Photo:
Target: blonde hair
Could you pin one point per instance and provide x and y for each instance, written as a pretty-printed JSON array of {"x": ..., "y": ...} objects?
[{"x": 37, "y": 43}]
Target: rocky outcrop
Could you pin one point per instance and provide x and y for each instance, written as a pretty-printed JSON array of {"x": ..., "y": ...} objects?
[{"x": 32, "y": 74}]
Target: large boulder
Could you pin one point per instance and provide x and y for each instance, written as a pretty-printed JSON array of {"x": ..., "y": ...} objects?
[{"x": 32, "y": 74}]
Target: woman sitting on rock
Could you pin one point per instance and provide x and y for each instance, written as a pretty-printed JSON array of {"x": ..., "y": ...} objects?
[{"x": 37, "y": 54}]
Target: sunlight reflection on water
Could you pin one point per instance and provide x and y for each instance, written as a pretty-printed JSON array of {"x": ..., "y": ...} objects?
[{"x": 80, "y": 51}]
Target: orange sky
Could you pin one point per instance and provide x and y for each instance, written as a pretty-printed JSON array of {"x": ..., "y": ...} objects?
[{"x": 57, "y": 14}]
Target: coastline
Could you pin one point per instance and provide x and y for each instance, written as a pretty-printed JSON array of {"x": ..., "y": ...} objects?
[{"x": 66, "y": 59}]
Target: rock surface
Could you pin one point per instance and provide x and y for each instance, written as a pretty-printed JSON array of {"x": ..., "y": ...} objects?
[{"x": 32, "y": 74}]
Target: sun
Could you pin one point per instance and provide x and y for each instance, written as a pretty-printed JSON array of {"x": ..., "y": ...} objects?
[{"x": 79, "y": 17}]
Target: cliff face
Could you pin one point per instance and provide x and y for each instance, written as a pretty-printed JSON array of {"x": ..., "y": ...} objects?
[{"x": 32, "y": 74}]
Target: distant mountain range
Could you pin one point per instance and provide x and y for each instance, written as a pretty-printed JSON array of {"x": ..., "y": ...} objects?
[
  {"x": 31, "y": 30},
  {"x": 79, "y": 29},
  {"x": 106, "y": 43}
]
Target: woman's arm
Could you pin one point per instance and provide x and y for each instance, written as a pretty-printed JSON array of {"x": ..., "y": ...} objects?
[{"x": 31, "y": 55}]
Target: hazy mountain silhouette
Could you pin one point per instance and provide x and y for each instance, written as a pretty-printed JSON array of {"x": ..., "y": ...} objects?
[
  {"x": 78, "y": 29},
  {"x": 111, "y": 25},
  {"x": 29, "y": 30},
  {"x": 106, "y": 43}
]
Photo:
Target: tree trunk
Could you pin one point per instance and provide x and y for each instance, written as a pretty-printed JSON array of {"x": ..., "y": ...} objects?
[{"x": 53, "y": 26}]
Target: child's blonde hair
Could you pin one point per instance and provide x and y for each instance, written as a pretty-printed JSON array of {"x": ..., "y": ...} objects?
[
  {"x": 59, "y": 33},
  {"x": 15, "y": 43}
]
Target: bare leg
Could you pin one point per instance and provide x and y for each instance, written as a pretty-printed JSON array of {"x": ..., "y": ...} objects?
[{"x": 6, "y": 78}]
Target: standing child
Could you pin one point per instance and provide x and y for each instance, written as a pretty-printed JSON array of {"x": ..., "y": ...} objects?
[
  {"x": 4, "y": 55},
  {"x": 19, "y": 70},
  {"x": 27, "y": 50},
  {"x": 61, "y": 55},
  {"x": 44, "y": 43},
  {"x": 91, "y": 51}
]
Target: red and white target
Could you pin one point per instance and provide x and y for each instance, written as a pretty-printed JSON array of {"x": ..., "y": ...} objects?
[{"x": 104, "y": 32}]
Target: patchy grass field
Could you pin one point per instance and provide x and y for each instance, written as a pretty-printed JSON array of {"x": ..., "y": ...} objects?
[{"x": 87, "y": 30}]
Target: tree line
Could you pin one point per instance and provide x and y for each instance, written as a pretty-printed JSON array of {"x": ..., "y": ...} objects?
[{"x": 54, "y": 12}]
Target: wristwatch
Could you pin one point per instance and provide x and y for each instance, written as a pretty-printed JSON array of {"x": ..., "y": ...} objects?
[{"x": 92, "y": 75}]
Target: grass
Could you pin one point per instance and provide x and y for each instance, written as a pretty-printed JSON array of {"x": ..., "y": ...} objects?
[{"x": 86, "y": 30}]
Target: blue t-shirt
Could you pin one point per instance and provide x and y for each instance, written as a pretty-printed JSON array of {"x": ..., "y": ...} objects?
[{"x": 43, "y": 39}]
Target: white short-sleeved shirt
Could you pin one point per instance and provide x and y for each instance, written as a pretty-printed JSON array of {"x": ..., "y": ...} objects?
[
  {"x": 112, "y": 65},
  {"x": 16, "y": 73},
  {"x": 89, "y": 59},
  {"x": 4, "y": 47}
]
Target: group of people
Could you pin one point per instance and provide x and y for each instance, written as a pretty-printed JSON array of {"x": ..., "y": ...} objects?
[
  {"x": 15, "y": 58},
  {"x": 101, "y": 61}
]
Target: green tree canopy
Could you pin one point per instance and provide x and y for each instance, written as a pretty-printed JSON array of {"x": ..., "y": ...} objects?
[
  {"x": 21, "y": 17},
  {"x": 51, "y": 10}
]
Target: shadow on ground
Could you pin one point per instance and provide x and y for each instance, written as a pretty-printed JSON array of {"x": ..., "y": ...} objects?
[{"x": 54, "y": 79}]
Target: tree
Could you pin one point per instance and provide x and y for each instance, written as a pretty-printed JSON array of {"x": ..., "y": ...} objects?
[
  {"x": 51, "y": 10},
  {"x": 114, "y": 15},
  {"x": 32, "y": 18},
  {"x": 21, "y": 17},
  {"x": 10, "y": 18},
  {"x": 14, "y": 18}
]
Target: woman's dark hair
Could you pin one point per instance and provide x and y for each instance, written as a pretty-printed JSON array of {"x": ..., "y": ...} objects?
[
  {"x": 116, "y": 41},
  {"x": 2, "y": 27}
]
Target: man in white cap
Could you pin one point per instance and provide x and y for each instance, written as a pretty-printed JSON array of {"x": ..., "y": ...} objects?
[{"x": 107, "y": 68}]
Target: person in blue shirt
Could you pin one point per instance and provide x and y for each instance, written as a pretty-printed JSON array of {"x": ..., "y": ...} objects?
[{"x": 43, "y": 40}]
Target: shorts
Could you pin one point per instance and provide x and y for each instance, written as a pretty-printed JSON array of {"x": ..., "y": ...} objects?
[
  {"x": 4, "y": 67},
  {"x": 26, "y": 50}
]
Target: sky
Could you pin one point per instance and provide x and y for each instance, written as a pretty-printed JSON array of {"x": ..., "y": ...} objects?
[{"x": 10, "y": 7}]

........

Your task: Repeat the material in full, exactly as it stands.

The completed task:
Photo:
Target: blonde hair
Could you pin one point per instance and provide x and y for each instance, written as a pretty-printed JSON array of {"x": ..., "y": ...} objects?
[{"x": 37, "y": 43}]
Target: rocky outcrop
Could you pin one point per instance and provide x and y for each instance, written as a pretty-printed JSON array of {"x": ..., "y": ...} objects?
[{"x": 32, "y": 74}]
Target: large boulder
Could you pin one point per instance and provide x and y for each instance, written as a pretty-printed JSON array of {"x": ..., "y": ...} objects?
[{"x": 32, "y": 74}]
Target: woman sitting on rock
Could you pin one point per instance and provide x and y for each instance, written as a pretty-printed JSON array of {"x": ..., "y": ...} objects?
[{"x": 37, "y": 54}]
Target: sunlight reflection on water
Could you pin one point per instance and provide x and y for each instance, written as a pretty-printed JSON array of {"x": ..., "y": ...} objects?
[{"x": 80, "y": 51}]
Target: orange sky
Could you pin one point per instance and provide x and y for each instance, written as a pretty-printed JSON array of {"x": ..., "y": ...} objects?
[{"x": 57, "y": 14}]
Target: coastline
Could you pin one point per instance and provide x and y for each instance, written as a pretty-printed JSON array of {"x": ..., "y": ...} objects?
[{"x": 66, "y": 59}]
Target: rock surface
Could you pin one point per instance and provide x and y for each instance, written as a pretty-printed JSON array of {"x": ..., "y": ...} objects?
[{"x": 32, "y": 74}]
Target: sun
Could you pin one point per instance and provide x and y for each instance, written as a pretty-printed JSON array of {"x": ..., "y": ...} objects?
[{"x": 79, "y": 17}]
Target: cliff face
Could you pin one point per instance and provide x and y for each instance, written as a pretty-printed JSON array of {"x": ..., "y": ...} objects?
[{"x": 32, "y": 74}]
Target: distant mountain range
Could you pin one point per instance and provide x and y for each instance, written as a pretty-printed JSON array of {"x": ..., "y": ...} objects?
[
  {"x": 31, "y": 30},
  {"x": 79, "y": 29},
  {"x": 106, "y": 43}
]
Target: woman's arm
Could you pin one point per instance and provide x and y for each instance, written as a pretty-printed JSON array of {"x": ..., "y": ...} objects?
[{"x": 31, "y": 55}]
Target: hazy mountain silhouette
Could you pin one point per instance and provide x and y for each instance, written as a pretty-printed JSON array of {"x": ..., "y": ...} objects?
[
  {"x": 78, "y": 29},
  {"x": 111, "y": 25},
  {"x": 29, "y": 30},
  {"x": 106, "y": 43}
]
Photo:
Target: tree trunk
Could you pin one point per instance and provide x and y for each instance, written as a pretty-printed JSON array of {"x": ..., "y": ...} objects?
[{"x": 53, "y": 26}]
Target: child's blonde hair
Could you pin one point per instance and provide x and y for each instance, written as a pretty-printed JSON array of {"x": ..., "y": ...} objects?
[
  {"x": 59, "y": 33},
  {"x": 15, "y": 43}
]
Target: bare leg
Could you pin one point per instance and provide x and y for each instance, written as a pretty-printed JSON array of {"x": ..., "y": ...} objects?
[{"x": 6, "y": 78}]
Target: standing child
Could you pin one point per instance and provide x and y for each instance, written as a pretty-printed JSON array of {"x": ..., "y": ...} objects?
[
  {"x": 4, "y": 55},
  {"x": 19, "y": 70},
  {"x": 27, "y": 50},
  {"x": 61, "y": 55},
  {"x": 44, "y": 43},
  {"x": 91, "y": 51}
]
Target: red and white target
Could you pin one point per instance and provide x and y for each instance, written as a pretty-printed JSON array of {"x": ..., "y": ...} objects?
[{"x": 104, "y": 32}]
Target: patchy grass field
Could you pin one point per instance and provide x and y for each instance, written as a pretty-printed JSON array of {"x": ..., "y": ...} objects?
[{"x": 87, "y": 30}]
Target: tree line
Could you pin one point per instance and provide x and y for each instance, written as a pretty-printed JSON array of {"x": ..., "y": ...} objects?
[{"x": 54, "y": 12}]
Target: wristwatch
Could you pin one point per instance and provide x and y for each instance, written as a pretty-printed JSON array of {"x": ..., "y": ...} objects?
[{"x": 92, "y": 75}]
Target: grass
Could you pin one point per instance and provide x and y for each instance, written as a pretty-printed JSON array of {"x": ..., "y": ...} objects?
[{"x": 86, "y": 30}]
Target: blue t-shirt
Could you pin one point per instance and provide x and y for each instance, written as a pretty-printed JSON array of {"x": ..., "y": ...} objects?
[{"x": 43, "y": 39}]
Target: white short-sleeved shirt
Could you pin one point per instance and provide x and y for each instance, written as a pretty-printed JSON array of {"x": ..., "y": ...} objects?
[
  {"x": 112, "y": 65},
  {"x": 16, "y": 73},
  {"x": 89, "y": 59},
  {"x": 4, "y": 47}
]
Target: group of people
Could you pin one point per instance and provide x and y for each instance, written as a pretty-printed JSON array of {"x": ..., "y": ...} objects?
[
  {"x": 15, "y": 58},
  {"x": 101, "y": 61}
]
Target: green tree canopy
Could you pin one point per instance and provide x and y for each instance, written as a pretty-printed JSON array of {"x": ..., "y": ...} objects?
[
  {"x": 21, "y": 17},
  {"x": 51, "y": 10}
]
Target: shadow on ground
Could you pin one point per instance and provide x and y for each instance, written as a pretty-printed JSON array of {"x": ..., "y": ...} objects?
[{"x": 54, "y": 79}]
Target: tree
Could you pin one point per instance and provide x and y for each instance, written as a pretty-printed JSON array of {"x": ..., "y": ...} objects?
[
  {"x": 51, "y": 10},
  {"x": 114, "y": 15},
  {"x": 32, "y": 18},
  {"x": 21, "y": 17},
  {"x": 10, "y": 18},
  {"x": 14, "y": 18}
]
Target: woman's dark hair
Could you pin one point per instance and provide x and y for each instance, written as a pretty-printed JSON array of {"x": ..., "y": ...} objects?
[
  {"x": 116, "y": 41},
  {"x": 2, "y": 27}
]
Target: man in white cap
Could you pin one point per instance and provide x and y for each instance, written as a pretty-printed JSON array of {"x": ..., "y": ...} objects?
[{"x": 107, "y": 68}]
Target: person in blue shirt
Could you pin one point per instance and provide x and y for each instance, written as a pretty-printed JSON array of {"x": ..., "y": ...} objects?
[{"x": 43, "y": 40}]
Target: shorts
Could you pin one point per instance and provide x and y for each instance, written as a pretty-printed JSON array of {"x": ..., "y": ...} objects?
[
  {"x": 4, "y": 67},
  {"x": 26, "y": 50}
]
Target: sky
Could you pin one point per instance and provide x and y for each instance, written as a pretty-printed JSON array of {"x": ..., "y": ...} objects?
[{"x": 10, "y": 7}]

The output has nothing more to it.